Directives:
• A. Answer these questions using the article on federal funding of urban rail:
(i) According to the Federal Opposition Leader, what is the Commonwealth's knitting when it comes to funding infrastructure?
(ii) In what year was Infrastructure Australia set up?
(iii) What share of the first Nation Building funding went to urban rail?
• B. Extend the article on federal funding of urban rail, picking up after its final sentence.

Source document:
Tony Abbott has created a new phrase that wonderfully describes a political tradition or paradigm: “not in our knitting”. “We have no history of funding urban rail and I think it’s important that we stick…

Rail has been a part of Federal “knitting” since, well, Federation. Annie Mole

Tony Abbott has created a new phrase that wonderfully describes a political tradition or paradigm: “not in our knitting”.

“We have no history of funding urban rail and I think it’s important that we stick to our knitting,” the Federal Opposition Leader declared. “And the Commonwealth’s knitting when it comes to funding infrastructure is roads.”

But is urban rail so easily dismissed as a national responsibility?

The Commonwealth of Australia was born out of a rail issue: Western Australia was brought into the Federation on the proviso that the Trans Continental Railway was built to Perth. The Australian Constitution mentions rail but not roads.

Post-war the Commonwealth set up a national highway program - as did the US - in response to a perceived security need. This is where the “knitting” became roads-based, and it was all outside cities. In recent years this has become blurred as first urban roads and then urban rail became part of the Federal knitting.

Infrastructure Australia was set up in 2008 with a remit to examine all transport infrastructure (and other areas of infrastructure) without political preference for particular modes but on their economic significance. Fifty-five percent of the first Nation Building funding went to urban rail because of its economic value.

Urban rail has been funded in Australia because it can provide higher benefits than costs. One of the new ways to see the benefit of urban rail, other than its higher speed over traffic, is its agglomeration economies.

Rail projects enable centres to form that are important for the knowledge economy, where most new jobs are created (these are known as agglomeration economies). The Cross Rail project in London had a benefit-cost ratio of 1.5 but it went to 3.0 when agglomeration benefits were included.

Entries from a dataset

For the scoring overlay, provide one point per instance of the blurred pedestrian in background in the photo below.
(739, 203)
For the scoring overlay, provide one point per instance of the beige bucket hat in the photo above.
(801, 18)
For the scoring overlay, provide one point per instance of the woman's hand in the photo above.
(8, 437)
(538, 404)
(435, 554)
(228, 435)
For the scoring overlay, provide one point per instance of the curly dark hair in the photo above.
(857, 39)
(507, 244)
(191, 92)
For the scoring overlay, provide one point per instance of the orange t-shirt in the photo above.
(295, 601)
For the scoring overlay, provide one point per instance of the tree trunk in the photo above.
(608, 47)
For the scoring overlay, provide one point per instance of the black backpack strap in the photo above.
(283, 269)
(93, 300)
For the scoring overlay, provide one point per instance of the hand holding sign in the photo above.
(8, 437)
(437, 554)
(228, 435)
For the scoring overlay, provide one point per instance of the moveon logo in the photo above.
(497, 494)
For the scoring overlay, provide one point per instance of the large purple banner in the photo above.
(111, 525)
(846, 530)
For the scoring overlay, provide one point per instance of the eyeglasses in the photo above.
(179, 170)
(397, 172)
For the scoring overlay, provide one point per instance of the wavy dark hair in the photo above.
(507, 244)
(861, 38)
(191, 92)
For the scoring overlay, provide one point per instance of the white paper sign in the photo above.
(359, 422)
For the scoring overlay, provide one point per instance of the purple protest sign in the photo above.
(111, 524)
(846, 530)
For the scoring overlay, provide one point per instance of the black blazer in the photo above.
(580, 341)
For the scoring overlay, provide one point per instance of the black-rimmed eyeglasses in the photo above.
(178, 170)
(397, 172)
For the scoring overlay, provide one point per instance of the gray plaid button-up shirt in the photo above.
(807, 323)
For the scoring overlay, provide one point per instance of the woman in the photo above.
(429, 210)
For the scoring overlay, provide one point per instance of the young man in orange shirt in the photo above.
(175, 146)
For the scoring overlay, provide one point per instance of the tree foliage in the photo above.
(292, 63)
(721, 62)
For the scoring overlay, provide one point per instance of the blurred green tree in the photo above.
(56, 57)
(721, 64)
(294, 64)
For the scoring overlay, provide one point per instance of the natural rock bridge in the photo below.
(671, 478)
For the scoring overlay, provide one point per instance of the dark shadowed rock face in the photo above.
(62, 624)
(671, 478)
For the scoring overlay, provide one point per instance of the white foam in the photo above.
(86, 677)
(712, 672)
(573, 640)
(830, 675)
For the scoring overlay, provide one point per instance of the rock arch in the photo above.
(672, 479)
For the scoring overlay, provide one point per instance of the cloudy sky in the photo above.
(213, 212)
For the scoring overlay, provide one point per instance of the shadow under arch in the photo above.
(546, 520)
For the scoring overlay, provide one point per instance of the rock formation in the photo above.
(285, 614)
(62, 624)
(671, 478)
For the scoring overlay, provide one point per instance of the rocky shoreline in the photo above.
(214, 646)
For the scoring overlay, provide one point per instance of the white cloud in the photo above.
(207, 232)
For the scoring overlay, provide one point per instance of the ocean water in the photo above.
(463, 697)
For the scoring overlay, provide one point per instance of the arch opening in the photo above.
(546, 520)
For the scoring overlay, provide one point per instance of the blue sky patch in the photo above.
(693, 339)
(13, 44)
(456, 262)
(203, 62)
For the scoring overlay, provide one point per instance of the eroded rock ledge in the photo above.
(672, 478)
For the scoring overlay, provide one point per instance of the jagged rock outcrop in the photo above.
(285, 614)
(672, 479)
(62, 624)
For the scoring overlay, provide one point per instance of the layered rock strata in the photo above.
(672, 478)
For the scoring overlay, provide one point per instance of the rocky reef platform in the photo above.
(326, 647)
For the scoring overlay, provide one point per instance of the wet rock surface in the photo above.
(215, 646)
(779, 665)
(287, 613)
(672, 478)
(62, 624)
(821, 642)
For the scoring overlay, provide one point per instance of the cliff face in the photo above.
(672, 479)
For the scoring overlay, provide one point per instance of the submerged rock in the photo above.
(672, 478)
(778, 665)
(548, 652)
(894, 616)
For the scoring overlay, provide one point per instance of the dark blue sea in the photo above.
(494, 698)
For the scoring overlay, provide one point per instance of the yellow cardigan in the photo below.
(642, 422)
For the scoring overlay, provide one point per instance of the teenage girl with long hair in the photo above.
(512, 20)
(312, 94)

Responses to the exercise:
• A.
(i) Roads.
(ii) 2008.
(iii) Fifty-five percent.

• B.
All cities are now seeing the benefits of urban rail.

Big cities Traffic congestion means that most big cities are focusing on rail projects to by-pass traffic. A good rail line can take 12 to 20 lanes of traffic equivalent in a fraction of the space. Over 100 US cities are building urban rail as the value of major highways through cities has reached financial and political exhaustion. Every big city in Australia is planning to roughly double their urban rail capacity.

Emerging cities More than 80 Chinese cities are building metro rail systems after Shanghai built the world’s biggest metro in a decade (carrying 8 million people a day). Sixteen Indian cities are building metros. Even the Middle Eastern cities like Dubai have urban rail and Saudi Arabia is spending a trillion dollars on rail.

Small cities It used to be that rail only belonged in big cities but there are now 118 cities under 150,000 population with light rail. The small cities of Australia like Canberra, Hobart, Newcastle, Bendigo, Darwin, Cairns even outer Western Sydney, want light rail.

So, where can the money be found?

The most important development in recent years has been the use of “land value capture” as a means of funding urban rail. If a rail line is built then property values increase – in Perth we are finding residential values go up between 18% on traditional rail lines and 40% on the new fast rail lines; commercial values go up over 40%. This value passes into various local, state and Federal taxes; if hypothecated it can be used to finance the infrastructure.

It may even be possible to build rail using private sector funding of the capital and on-going operational fund using value capture. This takes such projects “off the books”, thus freeing up state treasury funding limits.

It’s hard to imagine the Federal Government not wanting to be part of this action. Every state has priority rail projects where some Federal assistance would seed the project into a partnership of significance. This kind of public-private project with all levels of government, together with the land value capture-based approach, is the kind of knitting needed to help transform our cities for the future.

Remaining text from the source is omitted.